- **Kaynak**:
^^^^
18 yaşına geldim artık ve hala ciddi bir ilişkim olmadı. hiçbir kız sevgime karşılık veremedi ve tabi bu da derslerime aynı şekilde yansıdı berbat bir ortaokul geçirdim. lisede pek farksız sayılmaz açıkçası.

bakın aşk ve sevgi önemli şey hatta yaşamak için temel şey benim için. rüyalarımda hep aşık oluyorum ve istediğim kişiyle mutlu mesut yaşıyorum ama gerçekte olmuyor. çevremde ne kadar kız varsa hepsi abuk subuk hareketler yapan serserilerle çıkıyorlar. anlamıyorum insan gibi insan olunduğunda neden bir kızın dikkatini çekemiyorum?

neyse çok yazdım şunu diyebilirim ki iyi bir ilişkiniz varsa kıymetini bilin, yok arkadaşmış yok maçmış gibi muhabbetlere girmeyin eğer ciddi düşünüyorsanız bir ömür geçireceksiniz ve o bir yana hayatınızdaki diğer şeyler bir yana olacak.
-en azından benim için öyle hanımcı diyebilirsiniz ama ben sevdiğimde gerçekten dibine kadar seviyorum.

neyse siz kızlar serserilerle, gece kulüplerinde takılan ne olduğu belirsiz insanları tercih etmeye devam edin. sonra neden aldatıldım neden böyle oldu muhabbetlerine girmeyin kendiniz kaşınmış oluyorsunuz.
^^^^
- **Kısa Alıştırma**:
Kaynak metinde "bakın aşk ve" ifadesinden "dibine kadar seviyorum." ifadesine kadar uzanan kısmı, "rüyalarımda" yerine "hayallerimde" koyarak yeniden yazın.

- **Verilen Malzeme**:
^^^^
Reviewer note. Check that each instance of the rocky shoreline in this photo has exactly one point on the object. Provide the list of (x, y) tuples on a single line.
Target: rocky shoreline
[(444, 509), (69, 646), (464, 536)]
^^^^
- **Beklenen Cevap**:
bakın aşk ve sevgi önemli şey hatta yaşamak için temel şey benim için. hayallerimde hep aşık oluyorum ve istediğim kişiyle mutlu mesut yaşıyorum ama gerçekte olmuyor. çevremde ne kadar kız varsa hepsi abuk subuk hareketler yapan serserilerle çıkıyorlar. anlamıyorum insan gibi insan olunduğunda neden bir kızın dikkatini çekemiyorum?

neyse çok yazdım şunu diyebilirim ki iyi bir ilişkiniz varsa kıymetini bilin, yok arkadaşmış yok maçmış gibi muhabbetlere girmeyin eğer ciddi düşünüyorsanız bir ömür geçireceksiniz ve o bir yana hayatınızdaki diğer şeyler bir yana olacak.
-en azından benim için öyle hanımcı diyebilirsiniz ama ben sevdiğimde gerçekten dibine kadar seviyorum.